### Tâche à réaliser
Selon le passage fourni, quelle distance sépare Sedan de Bouillon, en Belgique ?

### Passage fourni
——
Michel Pinçon et Monique Pinçon-Charlot. La violence des riches.

En exergue de ce beau et très fort livre, cette constatation de Paul Nizan : « La bourgeoisie travaillant pour elle seule, exploitant pour elle seule, massacrant pour elle seule, il lui est nécessaire de faire croire qu’elle travaille, qu’elle exploite, qu’elle massacre pour le bien final de l’humanité. […] Monsieur Michelin doit faire croire qu’il ne fabrique des pneus que pour donner du travail à des ouvriers qui mourraient sans lui. » (Les Chiens de garde, 1932)

Il y a au moins trois sortes de violence. La violence physique des coups de poing, des coups de couteau, des conditions de travail de plus en plus insupportables dans les usines, mais aussi dans les bureaux. Il y a la violence de l’écart qui se creuse chaque jour davantage entre les riches et les pauvres, avec des dividendes de plus en plus substantiels et des licenciements de plus en plus nombreux. Et puis il y a la violence culturelle, de classe, comme quand les délégués du personnel d’une grande entreprise sont tolérés en bout de table des conseils d’administration.

Michel Pinçon est retourné dans ses Ardennes natales où, quand il était jeune, la ville et l’usine vivaient en symbiose. Aujourd’hui, les Ardennes sont sinistrées. Parcourez les 13 kilomètres qui séparent Sedan de Bouillon en Belgique. Vous passez de l’enfer au paradis, de la casse sociale totale d’une ville peuplée de 25 000 habitants au début des années 80 et qui en compte à peine 18 000 aujourd’hui à la quiète opulence de la petite cité natale de Léon Degrelle.

À Nouzonville (que connaît bien Michel Pinçon), la ville de Jean-Baptiste Clément, où l’on trouve des maisons à 500 euros le mètre carré, un fonds d’investissement californien a mis à sac une grande fonderie d’acier. Les travailleurs ont subi deux violences : celle de se retrouver au chômage et celle – tout aussi insupportable – d’un « décor sinistré qui leur dit qu’ils n’ont guère plus de valeur que les pièces moulées ratées que l’on mettait au rebut. » Fermer une usine, c’est tuer le respect du travail, l’attachement au terroir et à une commune.
——
### Informations extraites
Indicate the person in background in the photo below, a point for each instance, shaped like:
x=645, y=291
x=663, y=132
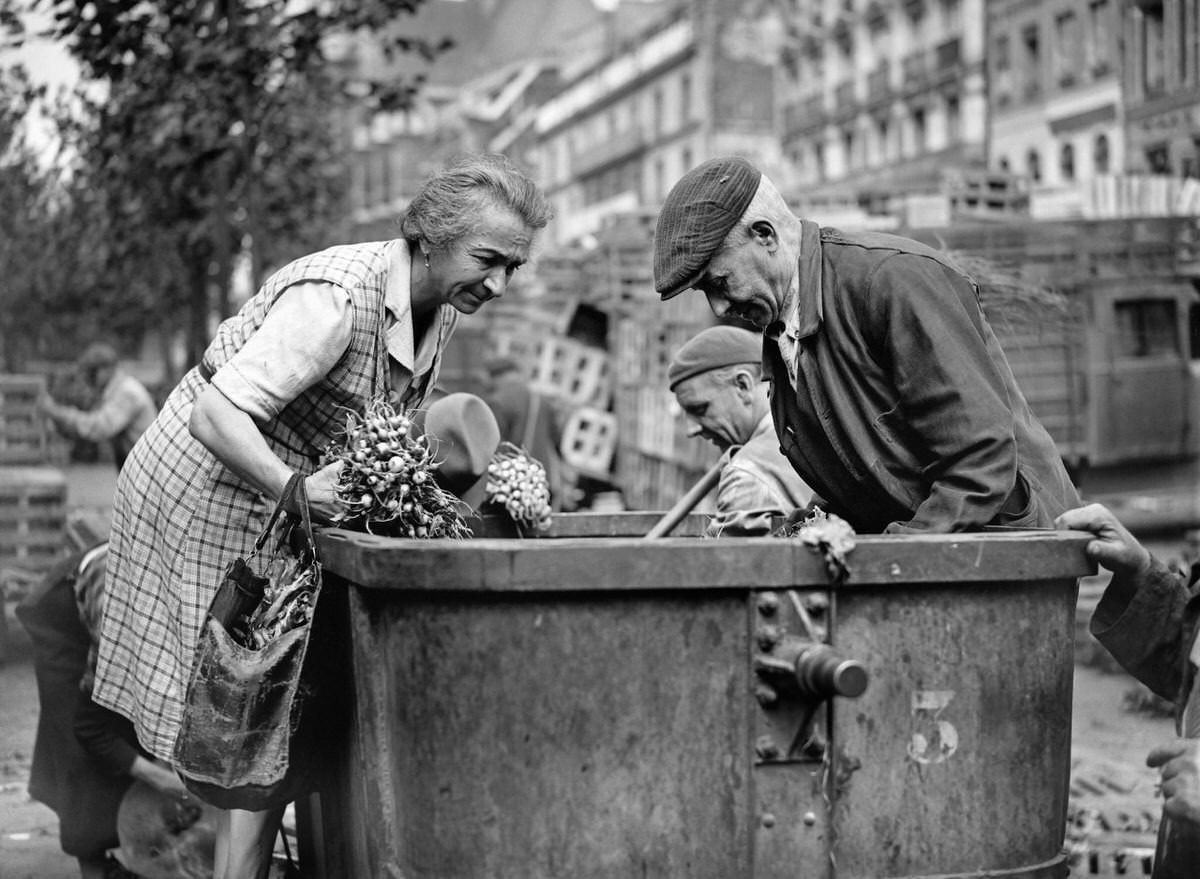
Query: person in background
x=124, y=408
x=527, y=419
x=891, y=395
x=1149, y=619
x=717, y=378
x=325, y=334
x=84, y=757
——
### Réponse apportée
Treize kilomètres séparent Sedan de Bouillon.